- _What is expected_: Every line from the one containing "query (the noun phrase to segment): cloud" to the final line of the material below must be reproduced exactly; leave out all other lines.

(begin)

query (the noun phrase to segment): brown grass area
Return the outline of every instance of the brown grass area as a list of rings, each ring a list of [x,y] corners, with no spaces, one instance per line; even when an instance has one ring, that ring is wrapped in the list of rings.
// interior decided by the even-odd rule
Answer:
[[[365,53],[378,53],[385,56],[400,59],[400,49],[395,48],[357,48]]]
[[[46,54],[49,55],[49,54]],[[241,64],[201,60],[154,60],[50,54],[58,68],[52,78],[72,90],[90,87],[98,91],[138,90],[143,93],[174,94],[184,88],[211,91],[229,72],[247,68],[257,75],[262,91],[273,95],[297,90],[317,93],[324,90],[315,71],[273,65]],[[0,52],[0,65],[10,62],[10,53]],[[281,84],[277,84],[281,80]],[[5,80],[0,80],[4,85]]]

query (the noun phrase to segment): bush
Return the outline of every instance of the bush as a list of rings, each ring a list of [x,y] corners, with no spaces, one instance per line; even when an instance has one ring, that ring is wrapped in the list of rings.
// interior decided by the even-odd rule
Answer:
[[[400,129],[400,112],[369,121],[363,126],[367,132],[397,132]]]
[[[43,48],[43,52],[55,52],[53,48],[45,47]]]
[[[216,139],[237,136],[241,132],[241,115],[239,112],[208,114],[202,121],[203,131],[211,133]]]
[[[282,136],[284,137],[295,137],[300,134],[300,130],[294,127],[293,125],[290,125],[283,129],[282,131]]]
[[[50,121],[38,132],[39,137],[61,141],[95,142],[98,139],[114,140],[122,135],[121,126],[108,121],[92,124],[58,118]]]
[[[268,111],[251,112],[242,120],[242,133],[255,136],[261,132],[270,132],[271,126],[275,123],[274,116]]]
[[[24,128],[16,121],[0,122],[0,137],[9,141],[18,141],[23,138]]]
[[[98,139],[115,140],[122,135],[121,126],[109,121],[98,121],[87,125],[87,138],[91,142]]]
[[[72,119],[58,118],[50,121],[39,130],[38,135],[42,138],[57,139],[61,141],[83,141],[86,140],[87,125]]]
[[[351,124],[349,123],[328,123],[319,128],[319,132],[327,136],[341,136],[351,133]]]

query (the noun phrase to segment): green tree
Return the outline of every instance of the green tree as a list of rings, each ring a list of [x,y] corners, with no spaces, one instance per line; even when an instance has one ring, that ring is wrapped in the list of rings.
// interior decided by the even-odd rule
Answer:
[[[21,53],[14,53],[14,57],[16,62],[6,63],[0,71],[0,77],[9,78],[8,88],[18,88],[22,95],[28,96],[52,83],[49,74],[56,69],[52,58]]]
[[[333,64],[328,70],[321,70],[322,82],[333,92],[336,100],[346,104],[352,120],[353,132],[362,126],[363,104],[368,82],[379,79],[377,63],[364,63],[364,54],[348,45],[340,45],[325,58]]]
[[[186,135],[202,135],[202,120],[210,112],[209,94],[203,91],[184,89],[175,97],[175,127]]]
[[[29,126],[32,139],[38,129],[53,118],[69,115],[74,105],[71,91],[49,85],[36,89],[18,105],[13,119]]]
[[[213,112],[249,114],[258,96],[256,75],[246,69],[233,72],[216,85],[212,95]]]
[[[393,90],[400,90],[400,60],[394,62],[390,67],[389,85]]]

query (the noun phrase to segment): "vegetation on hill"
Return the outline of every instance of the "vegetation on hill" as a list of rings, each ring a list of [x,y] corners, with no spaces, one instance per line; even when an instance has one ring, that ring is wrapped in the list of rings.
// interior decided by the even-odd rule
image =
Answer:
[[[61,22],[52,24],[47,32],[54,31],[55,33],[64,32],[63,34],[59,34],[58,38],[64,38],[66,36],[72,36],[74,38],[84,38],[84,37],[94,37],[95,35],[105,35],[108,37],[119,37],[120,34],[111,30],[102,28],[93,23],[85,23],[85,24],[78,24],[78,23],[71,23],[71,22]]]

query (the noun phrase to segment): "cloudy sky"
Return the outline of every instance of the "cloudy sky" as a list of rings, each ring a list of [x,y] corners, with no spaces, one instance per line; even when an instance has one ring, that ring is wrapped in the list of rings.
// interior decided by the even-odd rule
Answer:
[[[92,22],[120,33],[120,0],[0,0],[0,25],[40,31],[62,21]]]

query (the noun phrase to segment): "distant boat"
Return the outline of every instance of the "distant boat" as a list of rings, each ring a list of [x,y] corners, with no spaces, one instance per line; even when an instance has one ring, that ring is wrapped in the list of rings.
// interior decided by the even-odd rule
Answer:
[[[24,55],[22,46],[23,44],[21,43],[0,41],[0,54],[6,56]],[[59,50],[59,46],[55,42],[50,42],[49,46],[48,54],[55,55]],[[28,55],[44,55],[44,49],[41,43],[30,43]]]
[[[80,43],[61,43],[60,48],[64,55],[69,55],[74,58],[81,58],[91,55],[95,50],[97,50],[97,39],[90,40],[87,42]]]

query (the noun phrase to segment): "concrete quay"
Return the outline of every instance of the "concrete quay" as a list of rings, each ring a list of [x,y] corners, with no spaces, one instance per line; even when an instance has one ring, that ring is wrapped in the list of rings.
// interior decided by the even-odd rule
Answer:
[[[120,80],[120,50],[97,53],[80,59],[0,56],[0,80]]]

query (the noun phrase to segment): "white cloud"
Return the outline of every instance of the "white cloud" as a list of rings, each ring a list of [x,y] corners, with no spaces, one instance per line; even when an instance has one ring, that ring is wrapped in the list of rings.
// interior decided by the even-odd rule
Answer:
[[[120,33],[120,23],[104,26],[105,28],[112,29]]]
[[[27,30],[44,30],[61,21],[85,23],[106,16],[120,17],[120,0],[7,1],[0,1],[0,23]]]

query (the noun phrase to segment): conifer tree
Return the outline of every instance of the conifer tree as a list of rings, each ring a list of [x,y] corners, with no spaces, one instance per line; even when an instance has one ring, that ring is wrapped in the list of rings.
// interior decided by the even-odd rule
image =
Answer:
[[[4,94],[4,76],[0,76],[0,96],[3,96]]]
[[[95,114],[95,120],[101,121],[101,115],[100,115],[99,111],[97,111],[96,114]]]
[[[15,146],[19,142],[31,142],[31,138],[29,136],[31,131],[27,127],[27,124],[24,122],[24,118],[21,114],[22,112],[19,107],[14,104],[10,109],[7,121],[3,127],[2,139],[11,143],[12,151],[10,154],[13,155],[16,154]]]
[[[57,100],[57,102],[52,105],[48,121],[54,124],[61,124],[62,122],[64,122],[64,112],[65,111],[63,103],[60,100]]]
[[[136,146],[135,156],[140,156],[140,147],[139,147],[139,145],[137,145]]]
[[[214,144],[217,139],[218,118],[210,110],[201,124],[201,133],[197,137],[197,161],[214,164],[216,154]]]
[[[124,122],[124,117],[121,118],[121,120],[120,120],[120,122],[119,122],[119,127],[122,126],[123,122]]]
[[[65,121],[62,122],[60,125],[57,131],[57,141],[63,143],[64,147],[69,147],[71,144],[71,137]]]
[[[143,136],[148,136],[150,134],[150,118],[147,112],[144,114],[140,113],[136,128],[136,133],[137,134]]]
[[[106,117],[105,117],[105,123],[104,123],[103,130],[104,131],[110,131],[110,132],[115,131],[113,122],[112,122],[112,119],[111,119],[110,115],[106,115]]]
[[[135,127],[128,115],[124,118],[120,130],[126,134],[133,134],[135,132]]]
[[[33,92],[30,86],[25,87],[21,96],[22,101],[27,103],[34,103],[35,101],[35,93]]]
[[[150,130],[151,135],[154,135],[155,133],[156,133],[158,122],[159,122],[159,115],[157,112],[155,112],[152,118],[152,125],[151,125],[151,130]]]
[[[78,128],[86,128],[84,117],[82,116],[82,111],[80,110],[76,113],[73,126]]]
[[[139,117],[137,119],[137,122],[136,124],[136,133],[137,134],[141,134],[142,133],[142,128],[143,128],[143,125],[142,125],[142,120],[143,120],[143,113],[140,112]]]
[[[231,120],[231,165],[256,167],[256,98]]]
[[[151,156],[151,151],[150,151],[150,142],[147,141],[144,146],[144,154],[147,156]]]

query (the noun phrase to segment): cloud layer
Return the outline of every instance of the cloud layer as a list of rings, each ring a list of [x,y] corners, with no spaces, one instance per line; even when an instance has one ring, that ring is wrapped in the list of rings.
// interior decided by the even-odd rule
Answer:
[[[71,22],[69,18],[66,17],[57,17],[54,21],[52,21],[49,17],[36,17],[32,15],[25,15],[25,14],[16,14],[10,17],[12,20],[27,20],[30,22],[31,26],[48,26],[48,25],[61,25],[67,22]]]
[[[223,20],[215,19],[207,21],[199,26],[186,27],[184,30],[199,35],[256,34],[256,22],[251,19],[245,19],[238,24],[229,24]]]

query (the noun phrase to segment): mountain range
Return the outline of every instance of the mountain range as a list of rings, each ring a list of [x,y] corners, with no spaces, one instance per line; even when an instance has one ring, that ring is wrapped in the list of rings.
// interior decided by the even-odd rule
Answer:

(end)

- _Task answer_:
query (the noun phrase to segment): cloud layer
Return the outline of every instance of the cloud layer as a list of rings, each ring a list of [x,y] corners, with no spaces, one instance per line; even when an instance has one ring, that ring is wrapped in the list of rings.
// interior decided by the even-odd rule
Answer:
[[[71,22],[69,18],[66,17],[57,17],[54,21],[52,21],[49,17],[36,17],[32,15],[25,15],[25,14],[16,14],[10,17],[12,20],[27,20],[30,22],[31,26],[48,26],[48,25],[61,25],[67,22]]]
[[[223,20],[215,19],[207,21],[199,26],[186,27],[184,30],[199,35],[256,34],[256,22],[251,19],[245,19],[238,24],[229,24]]]

query (the noun phrase to segment): mountain range
Return the outline of every instance of the mountain range as a list of rings, each ring a list of [x,y] corners, with no spaces, one instance per line; even when an instance has one ring, that ring is wrapped in the list of rings.
// interior decided by the even-odd rule
Answer:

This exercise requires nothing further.